### Document section
Mendel Named MVP as Hoosac Girls Top Longmeadow
SPRINGFIELD, Mass. -- On a night when Hoosac Valley's press was less than fully effective and its 3-point shooting was not working, Alie Mendel definitely was.
Mendel scored a game-high 21 points -- including 13 in a decisive third quarter -- as the Hoosac Valley girls defeated Longmeadow, 65-54, in the Spalding Hoophall Classic at Springfield College.
The Hurricanes had a 37-28 lead at half-time but pushed the margin to 18 points in the third with Mendel scoring most of their 21 points in the quarter.
"She definitely took control as far as going to the basket," Hoosac Valley coach Ron Wojcik said. "It's one of her strengths, and we try to get her going to the hole with different sets in our offense and off the break.
"She did a great job taking the ball to the basket. She's got great body control, and, physically gets hit and can get the and-one, too. She has good touch off the board."
Mendel gave a big part of the credit to her teammates.
"Driving was definitely working, and my teammates found me open a lot on the wings, especially our point guards," Mendel said.
Mendel had three assists herself, and Riley Robinson and Skylar Case each had a pair of assists.
Case scored 12, and Lexi Mercier scored 10. Just three of Mercier's points came from behind the 3-point arc; as a team, the Hurricanes shot just 6-for-28 (21.4 percent) from 3-point range.
It was Hoosac Valley's third independent game win against a team from a higher classification. Earlier this winter, the Hurricanes (9-0) knocked off Central Mass Division 2's Auburn and Western Mass D1's Minnechaug.
D2 Longmeadow did not make it easy.
It was a one-point game late in the first quarter, before Hoosac Valley used a 5-0 spurt to get some separation. First Kayla Garabedian knocked down a shot, then Riley Robinson got a steal at one end of the court and set up Mercier for a conventional three-point play at the other end to make it 20-14.
Early in the second, Case hit a 3 and set up a Mendel 3 on back-to-back possessions to get te lead to double digits, 26-15.
Longmeadow pulled back within six in the final minute of the half, but Case hit her second 3 of the game from the left wing to send Hoosac Valley to the locker room with a nine-point lead.
The Lancers were able to stay close largely because of pivot Jordyn Shubrick, who had 11 points and 10 rebounds in the first half.
She finished with 19 points and 14 rebounds, and Hoosac, which was outrebounded 29-22 in the first half, ended the game trailing just 51-42 in that department.
"We did do a little bit better [in the second half]," Wojcik said. "We've got to scrap for everything because we just don't have that big person inside.

### Data
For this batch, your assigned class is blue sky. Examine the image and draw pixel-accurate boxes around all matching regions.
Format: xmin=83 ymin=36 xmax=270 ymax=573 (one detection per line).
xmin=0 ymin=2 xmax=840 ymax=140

### What you will do
A) Transcribe the stretch of the basketball article from "Early in the" through "in that department.".
B) According to the basketball article, what was Hoosac Valley's shooting record from 3-point range as a team?
C) Resume the article about Hoosac Valley's win over Longmeadow, picking up after its final sentence.
The lines are not used in any of this.

### Set of answers
A)
Early in the second, Case hit a 3 and set up a Mendel 3 on back-to-back possessions to get te lead to double digits, 26-15.
Longmeadow pulled back within six in the final minute of the half, but Case hit her second 3 of the game from the left wing to send Hoosac Valley to the locker room with a nine-point lead.
The Lancers were able to stay close largely because of pivot Jordyn Shubrick, who had 11 points and 10 rebounds in the first half.
She finished with 19 points and 14 rebounds, and Hoosac, which was outrebounded 29-22 in the first half, ended the game trailing just 51-42 in that department.

B) 6-for-28 (21.4 percent).

C)
"We send four to the glass [on offense]. That is part of our game. We try to play fast and send four to the glass, figuring we may get some extra shots out of it. ... It's part of our game -- besides turnovers and 3s and whatnot, we really focus every day in practice on sending four girls to the glass and trying to get an O-board on the miss."
In the fourth quarter, the Hurricanes extended their lead to 63-42 before Longmeadow started to fight back into it, using its press to turn the tables and turn the ball over against a Hoosac Valley team known for its full-court pressure.
"It definitely helps us in terms of getting us ready, especially for tournament time," Case said of facing the press, something Hoosac Valley also overcame against Minnechaug. "Teams are going to press. They're going to be better teams down the road.
"It helps our players focus, have confidence, take care of the ball. Especially with a lot of our underclassmen -- it helps them realize, 'I'm being pressed. I need to take care of the ball.' "
Longmeadow got within 13 with 1 minute, 40 seconds left on the clock, but the Hurricanes allowed just two more points -- on a pair of free throws -- the rest of the way.
Robinson said the 'Canes kept one another calm and did not let the lead slip down to single digits.
"We kept on talking to each other," Robinson said. "At one point, we got on the foul line, and we just calmed each other down. We said, 'Hey, we all know what we're doing.' We all just support each other. We didn't get mad at each other. And we ended up taking care of the ball and not rushing things."
Hoosac Valley is home on Wednesday against Wahconah before hosting its Coaches vs. Cancer event on Saturday. Five other Berkshire County teams will take on non-county foes in a six-game fund-raiser for the American Cancer Society that gets under way at 11 a.m. with Lee against Mount Anthony.